O QUE FAZER.
Transcreva do trecho do documento, sem nenhuma alteração, a parte que vai de "Prefeito de Tallahassee, Gillum" até "a mudança climática.".

TRECHO DO DOCUMENTO.
-----
Esta semana, o vídeo de uma eleitora ‘surtando’ ao abrir a porta de casa e se deparar com Oprah pedindo votos para Abrams viralizou.
Outro estado há muito dominado pelos republicanos, a Flórida deve eleger o democrata Andrew Gillum, numa disputa que já se transformou num plebiscito sobre Trump.
Prefeito de Tallahassee, Gillum tem 39 anos e é o primeiro candidato negro a (sequer) disputar o governo da Flórida – e também o primeiro membro de sua família a completar o ensino médio e fazer faculdade. Seu discurso principal é a preocupação com os 45% dos moradores da Flórida que não têm renda suficiente para “terminar o mês”. “Cresci vendo os meus pais tendo que decidir qual conta pagar, pois não dava para pagar tudo,” diz.
Gillum defende melhores salários para professores e uma renda mínima de US$ 15 a hora. Enquanto seu oponente Ron DeSantis exibe como troféu o apoio da Casa Branca, Gillum fala em leis mais duras para o porte de armas e se preocupa com a mudança climática.
Sua campanha começou módica (a mais barata dentre os candidatos democratas durante as prévias), mas ganhou um mega empurrão de Tom Steyer, o fundador do Farallon Capital, um dos maiores hedge funds do mundo.
-----
SEGMENTO DE DADOS.

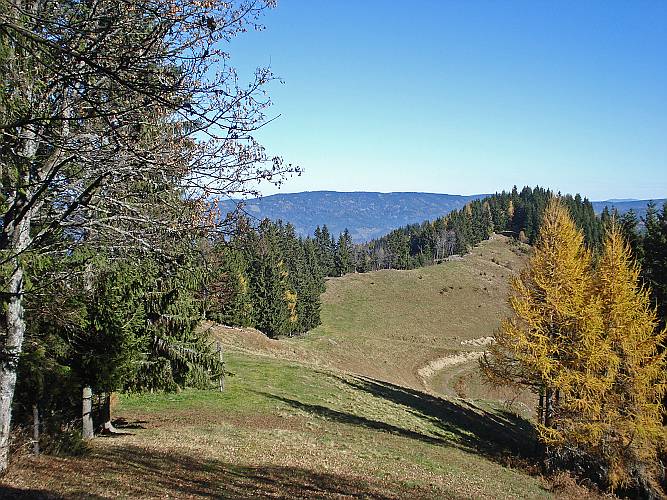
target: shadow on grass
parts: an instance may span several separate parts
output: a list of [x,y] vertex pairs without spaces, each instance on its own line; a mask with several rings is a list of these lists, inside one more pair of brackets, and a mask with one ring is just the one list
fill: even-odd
-----
RESULTADO DA TAREFA.
Prefeito de Tallahassee, Gillum tem 39 anos e é o primeiro candidato negro a (sequer) disputar o governo da Flórida – e também o primeiro membro de sua família a completar o ensino médio e fazer faculdade. Seu discurso principal é a preocupação com os 45% dos moradores da Flórida que não têm renda suficiente para “terminar o mês”. “Cresci vendo os meus pais tendo que decidir qual conta pagar, pois não dava para pagar tudo,” diz.
Gillum defende melhores salários para professores e uma renda mínima de US$ 15 a hora. Enquanto seu oponente Ron DeSantis exibe como troféu o apoio da Casa Branca, Gillum fala em leis mais duras para o porte de armas e se preocupa com a mudança climática.